**Problem to work on**
Give again every line from the one with "Target: toilet paper holder" through the last line of the data, exactly, and leave out the lines before it.

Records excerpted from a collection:
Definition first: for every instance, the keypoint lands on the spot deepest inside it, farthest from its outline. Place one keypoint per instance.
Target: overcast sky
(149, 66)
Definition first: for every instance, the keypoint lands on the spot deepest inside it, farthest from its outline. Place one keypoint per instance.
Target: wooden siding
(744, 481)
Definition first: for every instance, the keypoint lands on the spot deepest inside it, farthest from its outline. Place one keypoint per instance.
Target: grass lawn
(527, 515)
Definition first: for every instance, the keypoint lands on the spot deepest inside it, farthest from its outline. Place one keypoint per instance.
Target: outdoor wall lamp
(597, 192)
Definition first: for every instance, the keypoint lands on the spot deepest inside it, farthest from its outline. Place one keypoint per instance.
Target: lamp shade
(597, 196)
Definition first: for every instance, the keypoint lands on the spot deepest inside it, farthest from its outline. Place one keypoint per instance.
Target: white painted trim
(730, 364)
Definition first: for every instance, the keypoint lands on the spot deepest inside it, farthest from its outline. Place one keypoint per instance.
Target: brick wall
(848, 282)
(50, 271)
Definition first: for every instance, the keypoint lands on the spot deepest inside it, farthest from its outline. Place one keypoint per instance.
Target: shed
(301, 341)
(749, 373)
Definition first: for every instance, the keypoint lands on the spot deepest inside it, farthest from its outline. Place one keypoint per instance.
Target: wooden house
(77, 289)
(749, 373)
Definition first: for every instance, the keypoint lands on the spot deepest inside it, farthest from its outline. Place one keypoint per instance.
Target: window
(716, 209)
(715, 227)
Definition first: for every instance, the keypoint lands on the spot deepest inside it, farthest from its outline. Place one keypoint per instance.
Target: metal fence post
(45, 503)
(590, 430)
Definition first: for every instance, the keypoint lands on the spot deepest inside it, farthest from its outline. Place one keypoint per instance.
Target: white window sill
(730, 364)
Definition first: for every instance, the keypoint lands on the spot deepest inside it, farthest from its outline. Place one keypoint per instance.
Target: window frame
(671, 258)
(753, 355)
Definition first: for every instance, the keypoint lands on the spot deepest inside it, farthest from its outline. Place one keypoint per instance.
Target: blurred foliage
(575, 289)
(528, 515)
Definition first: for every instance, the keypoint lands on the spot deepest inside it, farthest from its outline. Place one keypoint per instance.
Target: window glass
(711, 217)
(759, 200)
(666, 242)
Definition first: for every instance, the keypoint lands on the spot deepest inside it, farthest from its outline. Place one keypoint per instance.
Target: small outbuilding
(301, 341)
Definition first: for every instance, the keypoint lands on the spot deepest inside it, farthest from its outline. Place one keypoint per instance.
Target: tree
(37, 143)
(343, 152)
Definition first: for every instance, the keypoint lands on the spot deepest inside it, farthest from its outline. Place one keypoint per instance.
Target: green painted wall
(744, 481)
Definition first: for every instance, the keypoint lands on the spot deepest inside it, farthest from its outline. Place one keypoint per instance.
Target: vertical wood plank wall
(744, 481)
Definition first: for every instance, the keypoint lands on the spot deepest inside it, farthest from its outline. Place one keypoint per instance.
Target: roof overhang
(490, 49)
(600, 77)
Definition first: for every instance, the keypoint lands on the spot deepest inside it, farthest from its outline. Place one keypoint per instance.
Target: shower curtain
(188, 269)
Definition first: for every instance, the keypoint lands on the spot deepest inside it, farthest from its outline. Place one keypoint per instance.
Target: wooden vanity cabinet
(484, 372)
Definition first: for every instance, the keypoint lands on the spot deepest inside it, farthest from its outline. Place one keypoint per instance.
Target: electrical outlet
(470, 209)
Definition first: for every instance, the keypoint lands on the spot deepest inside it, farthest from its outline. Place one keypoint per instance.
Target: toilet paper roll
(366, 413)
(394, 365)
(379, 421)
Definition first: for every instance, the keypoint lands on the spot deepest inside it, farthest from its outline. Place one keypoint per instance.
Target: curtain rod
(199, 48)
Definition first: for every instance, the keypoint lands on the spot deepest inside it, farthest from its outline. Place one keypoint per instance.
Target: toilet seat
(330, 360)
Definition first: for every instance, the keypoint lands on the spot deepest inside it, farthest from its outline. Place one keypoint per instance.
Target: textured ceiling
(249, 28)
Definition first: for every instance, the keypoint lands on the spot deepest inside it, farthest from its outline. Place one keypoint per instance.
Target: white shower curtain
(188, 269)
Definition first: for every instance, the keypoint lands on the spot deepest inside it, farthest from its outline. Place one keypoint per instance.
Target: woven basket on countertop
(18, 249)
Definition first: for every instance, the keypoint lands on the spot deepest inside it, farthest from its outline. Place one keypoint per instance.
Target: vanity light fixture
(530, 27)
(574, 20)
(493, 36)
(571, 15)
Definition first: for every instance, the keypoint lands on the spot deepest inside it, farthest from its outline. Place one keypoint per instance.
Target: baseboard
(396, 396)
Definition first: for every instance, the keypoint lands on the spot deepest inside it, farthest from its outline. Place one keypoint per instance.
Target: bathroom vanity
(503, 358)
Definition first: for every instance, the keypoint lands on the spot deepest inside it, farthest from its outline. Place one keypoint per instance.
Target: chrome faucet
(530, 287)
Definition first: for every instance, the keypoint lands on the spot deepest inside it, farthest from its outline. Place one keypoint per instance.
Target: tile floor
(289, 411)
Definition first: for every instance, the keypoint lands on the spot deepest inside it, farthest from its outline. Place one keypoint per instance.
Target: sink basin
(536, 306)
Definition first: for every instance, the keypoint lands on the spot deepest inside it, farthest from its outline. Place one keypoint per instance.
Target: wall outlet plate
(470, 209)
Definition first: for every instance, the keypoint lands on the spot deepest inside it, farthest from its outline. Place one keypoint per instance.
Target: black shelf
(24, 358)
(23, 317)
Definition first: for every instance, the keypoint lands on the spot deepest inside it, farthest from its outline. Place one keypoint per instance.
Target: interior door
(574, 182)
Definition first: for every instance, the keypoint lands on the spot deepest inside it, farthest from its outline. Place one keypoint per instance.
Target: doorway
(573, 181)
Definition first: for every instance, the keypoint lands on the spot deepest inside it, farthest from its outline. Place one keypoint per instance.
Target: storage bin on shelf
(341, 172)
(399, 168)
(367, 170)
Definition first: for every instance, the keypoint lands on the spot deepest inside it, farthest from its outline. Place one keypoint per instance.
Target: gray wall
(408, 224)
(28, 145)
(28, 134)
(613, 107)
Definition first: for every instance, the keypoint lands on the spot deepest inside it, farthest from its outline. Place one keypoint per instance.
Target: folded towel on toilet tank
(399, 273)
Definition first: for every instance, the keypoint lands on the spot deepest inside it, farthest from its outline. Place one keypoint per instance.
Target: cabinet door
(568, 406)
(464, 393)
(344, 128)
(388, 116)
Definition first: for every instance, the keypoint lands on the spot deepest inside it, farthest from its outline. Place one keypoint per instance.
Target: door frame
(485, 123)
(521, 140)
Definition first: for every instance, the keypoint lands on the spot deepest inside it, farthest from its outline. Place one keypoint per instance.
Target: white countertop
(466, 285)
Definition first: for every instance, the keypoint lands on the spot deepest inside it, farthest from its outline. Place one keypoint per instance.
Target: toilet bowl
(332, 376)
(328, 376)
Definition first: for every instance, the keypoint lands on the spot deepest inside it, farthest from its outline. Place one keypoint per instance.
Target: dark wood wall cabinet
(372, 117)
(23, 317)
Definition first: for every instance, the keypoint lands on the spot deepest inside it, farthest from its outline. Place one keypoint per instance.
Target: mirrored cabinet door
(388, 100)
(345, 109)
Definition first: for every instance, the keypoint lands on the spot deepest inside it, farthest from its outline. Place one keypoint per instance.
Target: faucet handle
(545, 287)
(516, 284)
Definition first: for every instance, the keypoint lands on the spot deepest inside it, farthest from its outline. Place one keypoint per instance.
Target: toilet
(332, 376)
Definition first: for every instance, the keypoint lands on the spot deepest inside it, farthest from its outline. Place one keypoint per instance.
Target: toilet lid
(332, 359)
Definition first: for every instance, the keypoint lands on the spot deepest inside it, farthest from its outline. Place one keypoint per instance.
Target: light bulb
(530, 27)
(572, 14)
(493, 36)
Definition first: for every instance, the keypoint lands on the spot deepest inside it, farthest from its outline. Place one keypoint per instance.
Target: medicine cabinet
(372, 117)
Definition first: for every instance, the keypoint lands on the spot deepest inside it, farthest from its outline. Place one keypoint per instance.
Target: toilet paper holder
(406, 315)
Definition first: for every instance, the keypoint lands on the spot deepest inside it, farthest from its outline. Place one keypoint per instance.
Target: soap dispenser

**Result of the exercise**
Target: toilet paper holder
(406, 315)
Definition first: for every instance, the keypoint lands on the spot deepest inside it, farthest from its outline. Place one keypoint per instance.
Target: soap dispenser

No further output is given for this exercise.